▶ _ЧТО НУЖНО СДЕЛАТЬ 1_
Перепишите слово в слово часть текста о передовой статье «Правды», начиная со слов «Как сейчас помню: читаю» и дальше до слов «другой (или другие).».
▶ _ЧТО НУЖНО СДЕЛАТЬ 2_
Ответьте на вопросы по тексту о передовой статье «Правды»:
(a) Какого числа вышла эта передовая статья?
(b) С каких слов начинается абзац, прилепленный к уже законченной передовице?
(c) Какими словами обозначались явления, которым советские люди должны были объявить беспощадную войну?
▶ _ЧТО НУЖНО СДЕЛАТЬ 3_
Продолжите текст о передовой статье «Правды», начав сразу после его последнего предложения.

▶ _ОТРЫВОК_
====

Светлый фон

Одна — всеми нами замеченная тогда — стилистическая несообразность в той самой жуткой передовой статье «Правды» от 13 января 1953 года.

Как сейчас помню: читаю я эту передовую и вдруг замечаю, что после того как все проклятия по адресу «убийц в белых халатах» и их заокеанских хозяев уже сказаны и передовица, в сущности, уже закончена, к ней — довольно искусственно — прилеплен еще один абзац, начинающийся словами: «Все это правильно…»

И далее следует новый текст о зловредных явлениях, которым, в связи со всем случившимся, советские люди должны объявить самую беспощадную войну. Явления эти обозначались словами: «ротозейство» и — «идиотская болезнь беспечность».

Основные положения этой статьи, как я уже говорил, наверняка были набросаны (или продиктованы) Сталиным. Однако вряд ли он собственноручно написал ее всю, целиком, от начала до конца. Писал все-таки кто-то другой (или другие).

====

▶ _Записи, перечисленные в наборе данных_
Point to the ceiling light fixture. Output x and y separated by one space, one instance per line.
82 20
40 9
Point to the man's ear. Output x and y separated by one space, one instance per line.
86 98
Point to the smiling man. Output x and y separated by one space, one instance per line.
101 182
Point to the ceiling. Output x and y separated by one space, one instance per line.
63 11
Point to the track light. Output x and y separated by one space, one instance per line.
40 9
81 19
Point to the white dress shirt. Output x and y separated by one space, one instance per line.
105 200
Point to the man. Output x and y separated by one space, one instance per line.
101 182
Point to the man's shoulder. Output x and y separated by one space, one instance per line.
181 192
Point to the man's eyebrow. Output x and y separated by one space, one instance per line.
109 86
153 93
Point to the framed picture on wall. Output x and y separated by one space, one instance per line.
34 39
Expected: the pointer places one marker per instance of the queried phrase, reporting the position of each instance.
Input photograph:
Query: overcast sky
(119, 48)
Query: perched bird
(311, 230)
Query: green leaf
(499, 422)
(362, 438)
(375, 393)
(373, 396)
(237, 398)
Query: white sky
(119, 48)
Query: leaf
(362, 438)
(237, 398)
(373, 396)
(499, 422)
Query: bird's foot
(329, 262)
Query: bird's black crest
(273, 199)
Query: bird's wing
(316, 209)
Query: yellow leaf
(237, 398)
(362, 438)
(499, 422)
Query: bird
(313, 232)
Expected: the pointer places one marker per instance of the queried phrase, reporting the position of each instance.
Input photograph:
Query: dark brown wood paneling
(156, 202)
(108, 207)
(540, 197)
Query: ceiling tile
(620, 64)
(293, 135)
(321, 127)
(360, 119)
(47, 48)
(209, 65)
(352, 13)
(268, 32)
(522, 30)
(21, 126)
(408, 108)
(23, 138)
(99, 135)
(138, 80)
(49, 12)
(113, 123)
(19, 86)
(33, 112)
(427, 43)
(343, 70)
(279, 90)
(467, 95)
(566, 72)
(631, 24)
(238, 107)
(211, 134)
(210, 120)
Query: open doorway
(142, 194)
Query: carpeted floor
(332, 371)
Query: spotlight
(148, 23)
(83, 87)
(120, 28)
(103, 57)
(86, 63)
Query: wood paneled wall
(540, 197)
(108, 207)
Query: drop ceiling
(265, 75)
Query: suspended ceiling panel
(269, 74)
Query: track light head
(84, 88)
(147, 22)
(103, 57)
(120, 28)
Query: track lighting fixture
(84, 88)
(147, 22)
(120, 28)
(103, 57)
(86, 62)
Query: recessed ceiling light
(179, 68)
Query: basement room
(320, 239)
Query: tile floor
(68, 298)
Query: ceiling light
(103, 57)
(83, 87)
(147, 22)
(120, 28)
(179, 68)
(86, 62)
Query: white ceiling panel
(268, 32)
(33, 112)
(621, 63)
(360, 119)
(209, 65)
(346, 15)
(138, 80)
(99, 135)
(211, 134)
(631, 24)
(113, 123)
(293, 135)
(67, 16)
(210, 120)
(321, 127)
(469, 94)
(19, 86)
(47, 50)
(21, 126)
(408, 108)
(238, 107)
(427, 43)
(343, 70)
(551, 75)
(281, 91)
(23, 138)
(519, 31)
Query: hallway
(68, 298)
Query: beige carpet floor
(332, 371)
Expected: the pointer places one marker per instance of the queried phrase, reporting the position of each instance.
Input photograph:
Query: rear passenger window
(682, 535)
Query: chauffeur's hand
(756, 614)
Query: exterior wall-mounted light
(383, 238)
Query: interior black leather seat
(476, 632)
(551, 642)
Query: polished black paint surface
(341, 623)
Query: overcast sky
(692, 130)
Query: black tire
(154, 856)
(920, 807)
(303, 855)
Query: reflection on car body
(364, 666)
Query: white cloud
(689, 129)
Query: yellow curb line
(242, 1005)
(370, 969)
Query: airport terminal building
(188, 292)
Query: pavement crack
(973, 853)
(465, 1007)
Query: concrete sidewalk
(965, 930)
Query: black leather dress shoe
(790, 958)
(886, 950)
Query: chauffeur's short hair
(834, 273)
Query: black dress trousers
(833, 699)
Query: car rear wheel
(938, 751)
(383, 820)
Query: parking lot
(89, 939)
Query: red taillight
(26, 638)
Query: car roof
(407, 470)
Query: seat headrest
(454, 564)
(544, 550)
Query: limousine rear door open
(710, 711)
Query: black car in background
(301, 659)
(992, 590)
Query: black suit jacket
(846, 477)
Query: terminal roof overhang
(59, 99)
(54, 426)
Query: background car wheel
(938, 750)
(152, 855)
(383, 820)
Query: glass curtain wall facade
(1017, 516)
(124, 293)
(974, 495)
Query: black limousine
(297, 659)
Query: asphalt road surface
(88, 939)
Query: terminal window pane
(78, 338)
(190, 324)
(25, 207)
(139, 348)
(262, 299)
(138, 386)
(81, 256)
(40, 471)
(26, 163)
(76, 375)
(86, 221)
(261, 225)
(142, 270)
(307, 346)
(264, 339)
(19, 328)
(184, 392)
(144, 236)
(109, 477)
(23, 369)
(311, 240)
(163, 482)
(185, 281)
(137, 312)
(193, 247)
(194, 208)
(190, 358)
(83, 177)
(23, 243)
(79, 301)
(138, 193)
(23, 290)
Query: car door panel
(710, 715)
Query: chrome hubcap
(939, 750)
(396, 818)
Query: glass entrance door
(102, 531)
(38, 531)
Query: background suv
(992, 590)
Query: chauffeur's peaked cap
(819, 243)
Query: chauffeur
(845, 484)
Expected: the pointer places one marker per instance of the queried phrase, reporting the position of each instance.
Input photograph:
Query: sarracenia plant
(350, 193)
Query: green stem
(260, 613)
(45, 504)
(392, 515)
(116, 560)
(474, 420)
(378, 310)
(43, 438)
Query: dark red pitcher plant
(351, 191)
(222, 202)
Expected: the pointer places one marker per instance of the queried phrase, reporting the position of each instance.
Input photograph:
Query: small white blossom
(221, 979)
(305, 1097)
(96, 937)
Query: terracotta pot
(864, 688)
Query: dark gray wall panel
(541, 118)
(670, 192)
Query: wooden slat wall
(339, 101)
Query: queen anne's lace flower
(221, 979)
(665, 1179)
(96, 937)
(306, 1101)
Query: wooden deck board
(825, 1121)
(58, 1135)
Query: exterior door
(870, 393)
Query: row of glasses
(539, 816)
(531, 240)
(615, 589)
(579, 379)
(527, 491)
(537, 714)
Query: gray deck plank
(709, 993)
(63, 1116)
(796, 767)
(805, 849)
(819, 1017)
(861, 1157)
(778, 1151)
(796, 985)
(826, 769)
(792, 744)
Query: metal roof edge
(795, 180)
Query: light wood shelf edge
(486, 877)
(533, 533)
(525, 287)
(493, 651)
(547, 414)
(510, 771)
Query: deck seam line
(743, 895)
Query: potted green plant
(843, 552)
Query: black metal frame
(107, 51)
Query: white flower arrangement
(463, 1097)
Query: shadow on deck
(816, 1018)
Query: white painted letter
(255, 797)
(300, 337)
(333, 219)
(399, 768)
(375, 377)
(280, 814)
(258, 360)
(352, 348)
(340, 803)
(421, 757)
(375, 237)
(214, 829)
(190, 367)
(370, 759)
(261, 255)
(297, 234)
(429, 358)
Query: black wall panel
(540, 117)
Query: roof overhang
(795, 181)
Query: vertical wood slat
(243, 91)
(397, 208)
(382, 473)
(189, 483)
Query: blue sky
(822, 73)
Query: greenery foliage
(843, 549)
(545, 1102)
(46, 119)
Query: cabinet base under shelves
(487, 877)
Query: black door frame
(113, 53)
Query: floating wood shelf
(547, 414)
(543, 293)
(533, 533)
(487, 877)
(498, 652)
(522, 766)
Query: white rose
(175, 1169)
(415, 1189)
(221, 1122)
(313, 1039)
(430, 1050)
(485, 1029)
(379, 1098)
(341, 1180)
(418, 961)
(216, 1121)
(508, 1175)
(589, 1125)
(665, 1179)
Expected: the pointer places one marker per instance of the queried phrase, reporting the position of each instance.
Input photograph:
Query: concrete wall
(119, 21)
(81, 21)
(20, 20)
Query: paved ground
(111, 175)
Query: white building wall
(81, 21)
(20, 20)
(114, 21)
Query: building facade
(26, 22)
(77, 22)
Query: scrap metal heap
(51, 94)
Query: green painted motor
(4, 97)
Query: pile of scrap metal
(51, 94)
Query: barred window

====

▶ _ИТОГОВЫЙ ОТВЕТ 1_
Как сейчас помню: читаю я эту передовую и вдруг замечаю, что после того как все проклятия по адресу «убийц в белых халатах» и их заокеанских хозяев уже сказаны и передовица, в сущности, уже закончена, к ней — довольно искусственно — прилеплен еще один абзац, начинающийся словами: «Все это правильно…»

И далее следует новый текст о зловредных явлениях, которым, в связи со всем случившимся, советские люди должны объявить самую беспощадную войну. Явления эти обозначались словами: «ротозейство» и — «идиотская болезнь беспечность».

Основные положения этой статьи, как я уже говорил, наверняка были набросаны (или продиктованы) Сталиным. Однако вряд ли он собственноручно написал ее всю, целиком, от начала до конца. Писал все-таки кто-то другой (или другие).

▶ _ИТОГОВЫЙ ОТВЕТ 2_
(a) 13 января 1953 года.
(b) «Все это правильно…»
(c) «Ротозейство» и «идиотская болезнь беспечность».

▶ _ИТОГОВЫЙ ОТВЕТ 3_
В общем, прочитав тот абзац, я (и — опять-таки — не я один, конечно) сразу сообразил, как было дело.

Уже написанную передовую дали на окончательное утверждение Сталину, и, прочитав ее, он начертал под ней нечто вроде резолюции, начинающейся вот этими самыми словами: «Все это правильно…» И ошалевшие от страха редакторы «Правды» пришпандорили эту сталинскую резолюцию к тексту передовой, не посмев вычеркнуть из нее ни одного словечка, ни единой запятой.

Эта моя догадка насчет того, кому принадлежали те слова, сразу же подтвердилась, поскольку на другой же день они обрели значение зловещего клейма, тягчайшего политического обвинения — такого же жуткого, каким в прежние времена были «троцкизм» или «правый уклон». И все авторы передовиц и иных редакционных статей во всех газетах страны, как попки, стали — к месту и не к месту — повторять: «ротозейство», «идиотская болезнь беспечность», подставляя под эти политические ярлыки имена и фамилии несчастных, якобы повинных в этих ужасных грехах.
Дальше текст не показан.